## Data for processing
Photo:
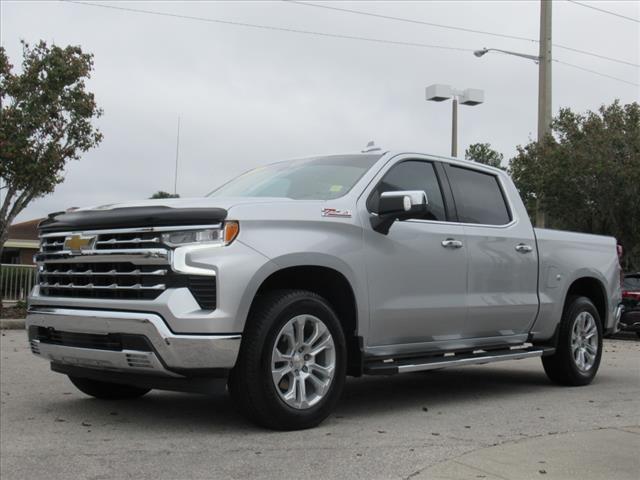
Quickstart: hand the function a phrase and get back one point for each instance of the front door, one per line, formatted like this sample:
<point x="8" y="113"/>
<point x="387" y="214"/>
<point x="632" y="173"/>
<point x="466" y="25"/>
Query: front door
<point x="417" y="272"/>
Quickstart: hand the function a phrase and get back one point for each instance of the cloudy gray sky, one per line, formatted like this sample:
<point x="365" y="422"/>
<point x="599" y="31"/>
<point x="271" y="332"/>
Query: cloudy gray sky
<point x="250" y="96"/>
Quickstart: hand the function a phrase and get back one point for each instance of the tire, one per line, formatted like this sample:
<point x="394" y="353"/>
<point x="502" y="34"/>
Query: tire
<point x="574" y="362"/>
<point x="107" y="390"/>
<point x="270" y="351"/>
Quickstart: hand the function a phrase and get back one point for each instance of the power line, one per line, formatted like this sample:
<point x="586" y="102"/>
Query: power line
<point x="602" y="10"/>
<point x="311" y="32"/>
<point x="269" y="27"/>
<point x="411" y="20"/>
<point x="595" y="72"/>
<point x="461" y="29"/>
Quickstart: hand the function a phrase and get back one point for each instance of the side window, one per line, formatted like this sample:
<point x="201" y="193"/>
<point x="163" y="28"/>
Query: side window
<point x="412" y="175"/>
<point x="479" y="198"/>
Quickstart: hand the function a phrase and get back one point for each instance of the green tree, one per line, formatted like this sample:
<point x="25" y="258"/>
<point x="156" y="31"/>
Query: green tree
<point x="587" y="175"/>
<point x="483" y="153"/>
<point x="163" y="194"/>
<point x="45" y="121"/>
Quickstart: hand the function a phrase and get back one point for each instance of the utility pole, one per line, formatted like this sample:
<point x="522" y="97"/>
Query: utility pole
<point x="175" y="178"/>
<point x="544" y="87"/>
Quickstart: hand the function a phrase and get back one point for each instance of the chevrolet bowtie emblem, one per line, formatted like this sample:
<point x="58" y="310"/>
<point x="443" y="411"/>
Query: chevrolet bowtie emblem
<point x="78" y="243"/>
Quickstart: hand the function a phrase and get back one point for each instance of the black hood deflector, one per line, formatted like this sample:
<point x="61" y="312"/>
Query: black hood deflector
<point x="131" y="217"/>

## Instruction
Reproduce all of the material exactly, apart from the pictures.

## Expected output
Photo:
Quickstart: hand the function a phrase and get back one point for each instance of the front door, one per line, formatted like this sample:
<point x="8" y="113"/>
<point x="387" y="214"/>
<point x="632" y="173"/>
<point x="466" y="25"/>
Query: front door
<point x="417" y="272"/>
Quickstart: hand the function a phrase and get back one point for each instance of the cloudy gray sky, one per line, formatted like this sample:
<point x="365" y="422"/>
<point x="599" y="31"/>
<point x="271" y="332"/>
Query: cloudy gray sky
<point x="250" y="96"/>
Quickstart: hand the function a phrase and get back one point for each instance of the tire, one per line, formatted like this sample:
<point x="394" y="353"/>
<point x="502" y="34"/>
Query: tire
<point x="574" y="362"/>
<point x="107" y="390"/>
<point x="270" y="351"/>
Quickstart: hand the function a phrase and get back one point for each instance of the power line, one per line, formatted like this sample:
<point x="586" y="102"/>
Query: power line
<point x="602" y="10"/>
<point x="311" y="32"/>
<point x="269" y="27"/>
<point x="411" y="20"/>
<point x="595" y="72"/>
<point x="461" y="29"/>
Quickstart: hand the function a phrase and get back one point for each instance of the side window, one per line, formatted like this sample:
<point x="201" y="193"/>
<point x="163" y="28"/>
Query: side window
<point x="412" y="175"/>
<point x="479" y="198"/>
Quickstart: hand the function a phrase and get back one point for each instance of the green tree, one per line, formatted like this sample:
<point x="25" y="258"/>
<point x="156" y="31"/>
Query: green tree
<point x="587" y="175"/>
<point x="483" y="153"/>
<point x="163" y="194"/>
<point x="45" y="121"/>
Quickstart: hand the function a phrase and get back one point for each instance of the utility pole, one per line, formatted like this sample:
<point x="522" y="97"/>
Query: utility pole
<point x="175" y="178"/>
<point x="544" y="87"/>
Quickstart: hand the function a phrase and get back one point for each instance of the chevrolet bowtie emblem, one per line, formatted like this sample:
<point x="58" y="310"/>
<point x="443" y="411"/>
Query: chevrolet bowtie emblem
<point x="78" y="243"/>
Quickstart: hand the function a phrase and get back one point for each instance of the black hood deflector, one per line, formatted like this sample:
<point x="61" y="312"/>
Query: black hood deflector
<point x="131" y="217"/>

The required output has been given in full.